▸ **WRITTEN TASK A**:
In the records below, copy out everything from the line containing "target | decorative wall plaque" down to the line containing "x=326 y=251", both of those lines included, without changing a character.

Slightly Unbiased: Jurassic World

I’ll get this part out of the way: I, with crossed-arm, reluctant concession, actually enjoyed Jurassic World. But that’s not what this is about.

By JarredxMoore

For my generation, very few movies—outside of maybe a string of Disney’s animated classics—were as impactful as Jurassic Park. Picture it: America, 1993. I was nine years old, in the front row of a packed-to-capacity theater with my dad; my big brother had to find a lone open seat down the row. The collective anticipation was telepathically felt throughout the room. There were no words for it in the moment, the excitement, the looks on all the faces… We were going to experience this together. This event. As the lights faded down, the silence that befell the room marked a shared prescience that we would be forever changed in the next two hours.

rex

Still the king. Or…queen, but you know.

We were.

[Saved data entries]
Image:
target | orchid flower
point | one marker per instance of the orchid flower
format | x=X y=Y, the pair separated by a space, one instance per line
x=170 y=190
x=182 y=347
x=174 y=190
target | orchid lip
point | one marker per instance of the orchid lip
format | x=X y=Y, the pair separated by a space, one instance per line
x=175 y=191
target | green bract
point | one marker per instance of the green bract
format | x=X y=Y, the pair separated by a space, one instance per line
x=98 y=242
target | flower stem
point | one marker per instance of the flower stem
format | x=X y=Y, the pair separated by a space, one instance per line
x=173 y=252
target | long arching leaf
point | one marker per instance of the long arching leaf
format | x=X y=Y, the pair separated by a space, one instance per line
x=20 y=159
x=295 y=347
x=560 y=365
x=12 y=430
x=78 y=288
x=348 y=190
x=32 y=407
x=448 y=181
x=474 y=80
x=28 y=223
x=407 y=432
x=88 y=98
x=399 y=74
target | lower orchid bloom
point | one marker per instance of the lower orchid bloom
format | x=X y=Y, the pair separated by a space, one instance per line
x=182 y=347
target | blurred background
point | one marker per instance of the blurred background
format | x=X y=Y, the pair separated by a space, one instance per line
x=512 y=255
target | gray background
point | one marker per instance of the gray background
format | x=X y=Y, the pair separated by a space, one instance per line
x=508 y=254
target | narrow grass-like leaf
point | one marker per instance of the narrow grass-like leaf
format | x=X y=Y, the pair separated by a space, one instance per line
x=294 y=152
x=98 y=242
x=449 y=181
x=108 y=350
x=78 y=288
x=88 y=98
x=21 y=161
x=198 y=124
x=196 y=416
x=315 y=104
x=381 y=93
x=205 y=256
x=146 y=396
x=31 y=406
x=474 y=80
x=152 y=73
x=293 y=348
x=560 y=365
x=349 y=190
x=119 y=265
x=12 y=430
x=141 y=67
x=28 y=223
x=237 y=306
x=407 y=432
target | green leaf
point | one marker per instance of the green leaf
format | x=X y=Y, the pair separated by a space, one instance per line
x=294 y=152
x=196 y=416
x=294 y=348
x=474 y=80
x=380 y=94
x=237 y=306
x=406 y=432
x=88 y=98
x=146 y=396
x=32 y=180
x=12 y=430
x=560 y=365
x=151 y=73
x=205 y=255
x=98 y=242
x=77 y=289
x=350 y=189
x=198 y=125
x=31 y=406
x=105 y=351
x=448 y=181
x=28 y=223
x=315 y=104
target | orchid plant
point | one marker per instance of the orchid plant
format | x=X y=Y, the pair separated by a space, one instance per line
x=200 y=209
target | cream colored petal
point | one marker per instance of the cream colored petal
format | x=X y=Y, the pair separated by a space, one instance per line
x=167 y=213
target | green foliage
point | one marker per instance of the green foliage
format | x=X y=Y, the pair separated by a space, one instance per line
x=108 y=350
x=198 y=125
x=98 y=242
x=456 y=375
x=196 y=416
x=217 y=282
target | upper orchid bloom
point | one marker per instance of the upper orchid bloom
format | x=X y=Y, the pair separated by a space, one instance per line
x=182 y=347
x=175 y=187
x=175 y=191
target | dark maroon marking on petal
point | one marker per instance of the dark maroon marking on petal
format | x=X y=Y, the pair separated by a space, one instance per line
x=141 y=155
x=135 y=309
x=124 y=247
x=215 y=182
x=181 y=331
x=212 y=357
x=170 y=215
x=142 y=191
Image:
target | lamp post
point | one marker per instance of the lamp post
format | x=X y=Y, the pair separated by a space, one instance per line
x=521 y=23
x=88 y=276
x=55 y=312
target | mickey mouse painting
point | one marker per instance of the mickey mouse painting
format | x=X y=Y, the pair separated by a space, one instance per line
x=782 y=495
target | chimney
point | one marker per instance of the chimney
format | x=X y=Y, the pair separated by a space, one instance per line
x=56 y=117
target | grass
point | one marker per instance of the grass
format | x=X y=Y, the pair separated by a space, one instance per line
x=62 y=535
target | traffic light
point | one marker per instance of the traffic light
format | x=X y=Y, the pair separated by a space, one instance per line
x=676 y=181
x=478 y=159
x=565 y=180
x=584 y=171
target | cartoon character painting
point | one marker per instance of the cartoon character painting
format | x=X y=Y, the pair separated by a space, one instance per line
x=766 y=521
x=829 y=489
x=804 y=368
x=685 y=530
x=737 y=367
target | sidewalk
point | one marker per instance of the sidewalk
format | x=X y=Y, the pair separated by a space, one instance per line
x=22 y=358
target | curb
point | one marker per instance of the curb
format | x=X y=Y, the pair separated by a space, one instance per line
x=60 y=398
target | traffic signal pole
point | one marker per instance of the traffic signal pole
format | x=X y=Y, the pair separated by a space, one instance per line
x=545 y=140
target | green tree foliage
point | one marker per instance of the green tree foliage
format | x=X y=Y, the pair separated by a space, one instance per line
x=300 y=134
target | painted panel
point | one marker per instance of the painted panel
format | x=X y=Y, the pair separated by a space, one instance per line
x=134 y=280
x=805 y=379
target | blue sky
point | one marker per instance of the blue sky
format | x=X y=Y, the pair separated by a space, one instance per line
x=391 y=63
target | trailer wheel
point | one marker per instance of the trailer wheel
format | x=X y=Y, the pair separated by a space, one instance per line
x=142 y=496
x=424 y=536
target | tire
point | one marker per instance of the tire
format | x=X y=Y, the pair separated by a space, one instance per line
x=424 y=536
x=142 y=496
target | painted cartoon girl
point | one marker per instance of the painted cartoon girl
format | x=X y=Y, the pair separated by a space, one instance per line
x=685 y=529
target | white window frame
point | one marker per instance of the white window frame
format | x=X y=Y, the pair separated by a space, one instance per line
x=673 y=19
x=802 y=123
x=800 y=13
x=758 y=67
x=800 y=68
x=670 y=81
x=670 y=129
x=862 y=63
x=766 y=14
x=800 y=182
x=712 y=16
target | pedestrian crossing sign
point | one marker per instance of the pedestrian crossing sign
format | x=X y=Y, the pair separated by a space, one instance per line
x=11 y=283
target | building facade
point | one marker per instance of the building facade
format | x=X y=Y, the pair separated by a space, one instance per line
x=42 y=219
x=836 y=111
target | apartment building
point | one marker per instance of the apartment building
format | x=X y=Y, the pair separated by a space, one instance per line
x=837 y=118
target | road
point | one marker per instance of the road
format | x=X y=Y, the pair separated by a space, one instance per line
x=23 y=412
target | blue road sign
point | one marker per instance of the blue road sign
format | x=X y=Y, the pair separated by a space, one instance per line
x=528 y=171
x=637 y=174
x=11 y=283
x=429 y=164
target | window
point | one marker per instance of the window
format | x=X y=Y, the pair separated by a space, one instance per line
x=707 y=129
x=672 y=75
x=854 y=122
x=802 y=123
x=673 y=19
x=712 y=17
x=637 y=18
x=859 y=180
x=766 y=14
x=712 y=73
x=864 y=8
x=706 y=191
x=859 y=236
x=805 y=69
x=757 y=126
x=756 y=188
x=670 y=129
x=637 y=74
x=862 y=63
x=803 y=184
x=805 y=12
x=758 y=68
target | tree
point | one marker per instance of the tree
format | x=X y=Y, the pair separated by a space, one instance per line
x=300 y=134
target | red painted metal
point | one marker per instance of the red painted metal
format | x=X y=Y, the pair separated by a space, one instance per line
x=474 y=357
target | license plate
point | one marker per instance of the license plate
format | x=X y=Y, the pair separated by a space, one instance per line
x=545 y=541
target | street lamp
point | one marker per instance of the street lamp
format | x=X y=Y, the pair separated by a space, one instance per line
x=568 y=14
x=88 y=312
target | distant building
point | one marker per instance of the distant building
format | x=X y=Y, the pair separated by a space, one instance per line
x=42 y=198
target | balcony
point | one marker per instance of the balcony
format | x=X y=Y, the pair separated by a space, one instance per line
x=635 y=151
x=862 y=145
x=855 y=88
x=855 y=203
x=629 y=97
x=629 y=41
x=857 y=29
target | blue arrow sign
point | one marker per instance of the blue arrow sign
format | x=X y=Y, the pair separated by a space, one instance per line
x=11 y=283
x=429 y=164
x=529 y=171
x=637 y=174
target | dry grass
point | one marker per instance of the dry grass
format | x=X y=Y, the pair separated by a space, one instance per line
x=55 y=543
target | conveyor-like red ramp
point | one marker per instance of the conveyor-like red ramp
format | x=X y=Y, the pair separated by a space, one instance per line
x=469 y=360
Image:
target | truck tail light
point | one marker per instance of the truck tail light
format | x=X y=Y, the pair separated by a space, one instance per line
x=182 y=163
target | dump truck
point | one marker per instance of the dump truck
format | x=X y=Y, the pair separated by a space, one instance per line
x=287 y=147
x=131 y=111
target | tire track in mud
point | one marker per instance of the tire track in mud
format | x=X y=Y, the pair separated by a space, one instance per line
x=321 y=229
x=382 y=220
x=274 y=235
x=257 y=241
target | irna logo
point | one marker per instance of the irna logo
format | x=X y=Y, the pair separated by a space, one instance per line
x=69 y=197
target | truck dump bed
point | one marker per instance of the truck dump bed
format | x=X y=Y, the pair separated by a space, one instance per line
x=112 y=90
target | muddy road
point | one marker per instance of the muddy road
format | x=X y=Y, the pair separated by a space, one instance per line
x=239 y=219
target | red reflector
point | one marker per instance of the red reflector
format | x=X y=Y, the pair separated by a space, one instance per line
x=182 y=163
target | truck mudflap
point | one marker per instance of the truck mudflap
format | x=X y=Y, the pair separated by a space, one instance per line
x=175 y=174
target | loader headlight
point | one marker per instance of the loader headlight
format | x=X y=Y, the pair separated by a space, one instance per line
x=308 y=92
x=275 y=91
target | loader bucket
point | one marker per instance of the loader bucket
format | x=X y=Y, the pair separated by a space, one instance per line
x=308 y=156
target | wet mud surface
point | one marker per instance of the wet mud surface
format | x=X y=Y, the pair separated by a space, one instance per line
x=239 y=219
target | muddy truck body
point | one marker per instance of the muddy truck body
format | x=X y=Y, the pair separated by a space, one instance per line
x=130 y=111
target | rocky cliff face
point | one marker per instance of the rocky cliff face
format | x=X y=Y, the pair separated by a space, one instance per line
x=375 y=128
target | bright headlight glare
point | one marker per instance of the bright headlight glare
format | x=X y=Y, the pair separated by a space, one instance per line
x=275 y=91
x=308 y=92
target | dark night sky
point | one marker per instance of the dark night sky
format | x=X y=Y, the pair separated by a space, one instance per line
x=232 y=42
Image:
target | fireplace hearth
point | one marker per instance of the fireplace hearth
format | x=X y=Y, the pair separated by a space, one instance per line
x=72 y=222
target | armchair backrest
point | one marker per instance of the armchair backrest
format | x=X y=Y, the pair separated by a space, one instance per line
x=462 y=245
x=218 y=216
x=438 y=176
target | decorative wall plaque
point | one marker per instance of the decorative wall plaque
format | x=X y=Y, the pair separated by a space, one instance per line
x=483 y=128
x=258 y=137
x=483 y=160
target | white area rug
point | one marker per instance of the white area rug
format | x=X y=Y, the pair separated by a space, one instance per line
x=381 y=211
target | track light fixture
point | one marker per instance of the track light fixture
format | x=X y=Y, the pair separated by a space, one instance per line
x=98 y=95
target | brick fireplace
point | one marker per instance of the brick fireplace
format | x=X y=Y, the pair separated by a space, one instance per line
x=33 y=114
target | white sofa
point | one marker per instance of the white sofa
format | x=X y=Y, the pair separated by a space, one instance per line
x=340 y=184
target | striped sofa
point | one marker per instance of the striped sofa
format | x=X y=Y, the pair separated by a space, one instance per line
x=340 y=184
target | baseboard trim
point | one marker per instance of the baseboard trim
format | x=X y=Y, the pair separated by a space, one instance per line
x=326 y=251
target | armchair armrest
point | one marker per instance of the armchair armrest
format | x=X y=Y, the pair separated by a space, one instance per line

▸ **WRITTEN TASK B**:
From the Jurassic World piece above, write out everything from "Slightly Unbiased: Jurassic World" down to "this is about.", swapping "enjoyed" for "liked".

▸ **ANSWER A**:
target | decorative wall plaque
point | one marker per instance of the decorative wall plaque
format | x=X y=Y, the pair separated by a space, one instance per line
x=483 y=128
x=258 y=137
x=483 y=160
target | white area rug
point | one marker per instance of the white area rug
format | x=X y=Y, the pair separated by a space, one instance per line
x=381 y=211
target | track light fixture
point | one marker per instance of the track light fixture
format | x=X y=Y, the pair separated by a space, one instance per line
x=98 y=95
target | brick fireplace
point | one marker per instance of the brick fireplace
format | x=X y=Y, the pair separated by a space, one instance per line
x=33 y=114
target | white sofa
point | one marker per instance of the white sofa
format | x=X y=Y, the pair separated by a space, one instance per line
x=340 y=184
target | striped sofa
point | one marker per instance of the striped sofa
format | x=X y=Y, the pair separated by a space, one instance per line
x=340 y=184
target | baseboard trim
point | one marker per instance of the baseboard trim
format | x=X y=Y, the pair separated by a space, one instance per line
x=326 y=251

▸ **ANSWER B**:
Slightly Unbiased: Jurassic World

I’ll get this part out of the way: I, with crossed-arm, reluctant concession, actually liked Jurassic World. But that’s not what this is about.